• _PROVIDED ENTRIES_:
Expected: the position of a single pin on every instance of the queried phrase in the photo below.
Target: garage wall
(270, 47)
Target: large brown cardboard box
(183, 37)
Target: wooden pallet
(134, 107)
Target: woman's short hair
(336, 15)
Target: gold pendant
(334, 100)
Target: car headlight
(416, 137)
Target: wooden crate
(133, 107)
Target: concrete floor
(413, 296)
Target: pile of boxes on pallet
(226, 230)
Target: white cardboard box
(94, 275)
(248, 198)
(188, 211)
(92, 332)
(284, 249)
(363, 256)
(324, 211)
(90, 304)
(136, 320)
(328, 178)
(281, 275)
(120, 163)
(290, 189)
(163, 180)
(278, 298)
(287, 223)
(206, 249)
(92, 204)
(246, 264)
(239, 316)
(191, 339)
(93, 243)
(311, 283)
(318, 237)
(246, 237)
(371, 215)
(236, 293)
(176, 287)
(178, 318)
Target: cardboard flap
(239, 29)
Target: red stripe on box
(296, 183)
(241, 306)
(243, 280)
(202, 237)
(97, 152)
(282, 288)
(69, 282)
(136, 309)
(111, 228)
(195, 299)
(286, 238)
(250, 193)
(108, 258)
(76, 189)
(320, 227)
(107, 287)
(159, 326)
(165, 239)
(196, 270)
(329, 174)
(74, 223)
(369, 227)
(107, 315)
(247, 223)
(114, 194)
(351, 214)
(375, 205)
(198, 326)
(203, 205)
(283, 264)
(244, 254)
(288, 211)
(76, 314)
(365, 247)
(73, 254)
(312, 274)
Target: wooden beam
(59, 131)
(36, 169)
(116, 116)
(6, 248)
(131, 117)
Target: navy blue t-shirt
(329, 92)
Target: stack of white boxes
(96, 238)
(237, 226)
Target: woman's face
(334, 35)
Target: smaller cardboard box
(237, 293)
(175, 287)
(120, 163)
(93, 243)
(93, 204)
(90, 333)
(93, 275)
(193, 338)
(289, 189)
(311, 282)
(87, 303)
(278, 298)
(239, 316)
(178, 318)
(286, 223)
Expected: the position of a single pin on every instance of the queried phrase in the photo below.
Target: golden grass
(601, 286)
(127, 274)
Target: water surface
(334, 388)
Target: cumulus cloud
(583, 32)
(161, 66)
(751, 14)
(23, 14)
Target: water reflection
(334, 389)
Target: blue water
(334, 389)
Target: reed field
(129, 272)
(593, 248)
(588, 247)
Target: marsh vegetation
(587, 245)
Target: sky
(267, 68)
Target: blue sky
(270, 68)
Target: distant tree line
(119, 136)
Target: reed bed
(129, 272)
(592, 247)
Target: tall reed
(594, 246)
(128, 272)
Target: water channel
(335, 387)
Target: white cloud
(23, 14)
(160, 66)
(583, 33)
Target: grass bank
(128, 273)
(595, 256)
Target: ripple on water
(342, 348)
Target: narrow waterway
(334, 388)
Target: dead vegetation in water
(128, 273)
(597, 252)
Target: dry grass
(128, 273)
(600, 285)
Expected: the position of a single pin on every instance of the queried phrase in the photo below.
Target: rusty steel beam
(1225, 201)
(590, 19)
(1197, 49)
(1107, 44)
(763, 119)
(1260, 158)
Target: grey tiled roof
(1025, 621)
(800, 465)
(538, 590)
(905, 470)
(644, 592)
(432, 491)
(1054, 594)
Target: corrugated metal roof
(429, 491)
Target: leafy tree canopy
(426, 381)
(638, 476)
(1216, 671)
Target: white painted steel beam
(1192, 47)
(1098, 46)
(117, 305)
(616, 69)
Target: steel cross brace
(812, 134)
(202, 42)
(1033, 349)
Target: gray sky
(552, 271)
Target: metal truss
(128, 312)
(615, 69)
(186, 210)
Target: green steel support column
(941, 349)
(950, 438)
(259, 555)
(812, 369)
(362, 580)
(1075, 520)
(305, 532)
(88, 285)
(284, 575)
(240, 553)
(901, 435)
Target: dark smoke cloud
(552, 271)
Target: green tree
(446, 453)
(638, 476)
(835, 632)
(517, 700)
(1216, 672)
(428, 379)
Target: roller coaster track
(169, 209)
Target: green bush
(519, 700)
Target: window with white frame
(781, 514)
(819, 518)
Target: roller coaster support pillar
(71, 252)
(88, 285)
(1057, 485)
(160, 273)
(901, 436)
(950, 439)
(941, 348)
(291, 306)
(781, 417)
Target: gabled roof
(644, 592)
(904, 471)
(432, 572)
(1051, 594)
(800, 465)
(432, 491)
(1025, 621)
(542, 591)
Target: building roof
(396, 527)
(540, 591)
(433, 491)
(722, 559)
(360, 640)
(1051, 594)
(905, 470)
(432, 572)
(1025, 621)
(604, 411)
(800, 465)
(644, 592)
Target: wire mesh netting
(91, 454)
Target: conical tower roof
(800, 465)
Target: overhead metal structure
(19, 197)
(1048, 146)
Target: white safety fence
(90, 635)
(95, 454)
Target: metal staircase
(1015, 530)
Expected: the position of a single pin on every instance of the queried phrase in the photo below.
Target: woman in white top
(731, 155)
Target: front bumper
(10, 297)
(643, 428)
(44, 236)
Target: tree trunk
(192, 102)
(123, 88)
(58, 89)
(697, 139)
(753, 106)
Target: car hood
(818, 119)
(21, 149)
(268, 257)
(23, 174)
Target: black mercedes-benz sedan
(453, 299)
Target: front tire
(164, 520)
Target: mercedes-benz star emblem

• _TASK TO CARRY OUT_: Repeat the whole of the data above exactly, keeping every word.

• _EXERCISE RESULT_:
Expected: the position of a single pin on every instance of the queried phrase in the photo below.
Target: garage wall
(270, 47)
Target: large brown cardboard box
(183, 37)
Target: wooden pallet
(134, 107)
Target: woman's short hair
(336, 15)
Target: gold pendant
(334, 100)
Target: car headlight
(416, 137)
Target: wooden crate
(133, 107)
Target: concrete floor
(413, 296)
Target: pile of boxes on pallet
(226, 230)
Target: white cardboard box
(94, 275)
(248, 198)
(188, 211)
(92, 332)
(284, 249)
(363, 256)
(324, 211)
(90, 304)
(136, 320)
(328, 178)
(281, 275)
(120, 163)
(290, 189)
(163, 180)
(278, 298)
(287, 223)
(206, 249)
(92, 204)
(246, 264)
(239, 316)
(191, 339)
(93, 243)
(311, 283)
(318, 237)
(246, 237)
(371, 215)
(236, 293)
(176, 287)
(178, 318)
Target: cardboard flap
(239, 29)
Target: red stripe on box
(296, 183)
(241, 306)
(243, 280)
(202, 237)
(97, 152)
(282, 288)
(69, 282)
(136, 309)
(111, 228)
(195, 299)
(286, 238)
(250, 193)
(108, 258)
(76, 189)
(320, 227)
(107, 287)
(159, 326)
(165, 239)
(196, 270)
(329, 174)
(74, 223)
(369, 227)
(107, 315)
(247, 223)
(114, 194)
(351, 214)
(375, 205)
(198, 326)
(203, 205)
(283, 264)
(244, 254)
(288, 211)
(76, 314)
(365, 247)
(73, 254)
(312, 274)
Target: wooden beam
(59, 131)
(36, 169)
(116, 116)
(6, 248)
(131, 117)
Target: navy blue t-shirt
(329, 92)
Target: stack of white boxes
(96, 238)
(237, 226)
Target: woman's face
(334, 35)
Target: smaller cardboard box
(237, 293)
(175, 287)
(120, 163)
(93, 243)
(93, 204)
(90, 333)
(93, 275)
(193, 338)
(289, 189)
(311, 282)
(87, 303)
(278, 298)
(239, 316)
(178, 318)
(286, 223)
Expected: the position of a single pin on every instance of the queried phrase in the photo below.
Target: golden grass
(601, 286)
(127, 274)
Target: water surface
(334, 388)
Target: cumulus cloud
(583, 32)
(161, 66)
(751, 14)
(23, 14)
Target: water reflection
(334, 389)
Target: blue water
(334, 389)
Target: reed field
(129, 272)
(593, 248)
(588, 247)
Target: marsh vegetation
(587, 245)
Target: sky
(267, 68)
Target: blue sky
(270, 68)
Target: distant tree line
(119, 136)
Target: reed bed
(129, 272)
(592, 247)
Target: tall reed
(594, 246)
(128, 272)
Target: water channel
(335, 387)
Target: white cloud
(23, 14)
(160, 66)
(583, 33)
Target: grass bank
(128, 273)
(595, 256)
Target: ripple on water
(342, 348)
Target: narrow waterway
(334, 388)
Target: dead vegetation in water
(128, 273)
(597, 252)
Target: dry grass
(128, 273)
(600, 285)
Expected: the position of a single pin on every instance of the queried phrase in the photo below.
Target: rusty steel beam
(1225, 201)
(590, 19)
(1197, 49)
(1107, 44)
(763, 119)
(1260, 158)
Target: grey tiled roof
(1025, 621)
(800, 465)
(538, 590)
(905, 470)
(644, 592)
(432, 491)
(1054, 594)
Target: corrugated metal roof
(429, 491)
Target: leafy tree canopy
(426, 381)
(638, 476)
(1216, 671)
Target: white painted steel beam
(1192, 47)
(1098, 46)
(117, 305)
(616, 69)
Target: steel cross brace
(812, 134)
(202, 42)
(1033, 349)
Target: gray sky
(552, 271)
Target: metal truss
(128, 312)
(615, 69)
(186, 210)
Target: green steel support column
(941, 349)
(950, 438)
(259, 555)
(812, 369)
(362, 580)
(1075, 520)
(305, 532)
(88, 285)
(284, 575)
(240, 553)
(901, 435)
Target: dark smoke cloud
(552, 271)
Target: green tree
(446, 453)
(638, 476)
(835, 632)
(517, 700)
(1216, 672)
(428, 379)
Target: roller coaster track
(169, 209)
Target: green bush
(519, 700)
Target: window with white frame
(781, 514)
(819, 518)
Target: roller coaster support pillar
(71, 252)
(88, 285)
(1057, 485)
(160, 273)
(901, 436)
(950, 439)
(941, 348)
(291, 306)
(781, 417)
Target: gabled roof
(644, 592)
(904, 471)
(432, 572)
(1051, 594)
(800, 465)
(432, 491)
(1025, 621)
(542, 591)
Target: building roof
(396, 527)
(540, 591)
(433, 491)
(722, 559)
(360, 640)
(1051, 594)
(905, 470)
(432, 572)
(1025, 621)
(604, 411)
(800, 465)
(644, 592)
Target: wire mesh netting
(91, 454)
Target: conical tower roof
(800, 465)
Target: overhead metal structure
(19, 197)
(1048, 146)
Target: white safety fence
(90, 635)
(95, 454)
Target: metal staircase
(1015, 530)
Expected: the position of a single pin on every instance of the queried phrase in the photo below.
Target: woman in white top
(731, 155)
Target: front bumper
(10, 297)
(643, 428)
(44, 236)
Target: tree trunk
(192, 102)
(123, 88)
(58, 89)
(697, 139)
(753, 106)
Target: car hood
(818, 119)
(21, 149)
(268, 257)
(23, 174)
Target: black mercedes-benz sedan
(453, 299)
Target: front tire
(164, 520)
Target: mercedes-benz star emblem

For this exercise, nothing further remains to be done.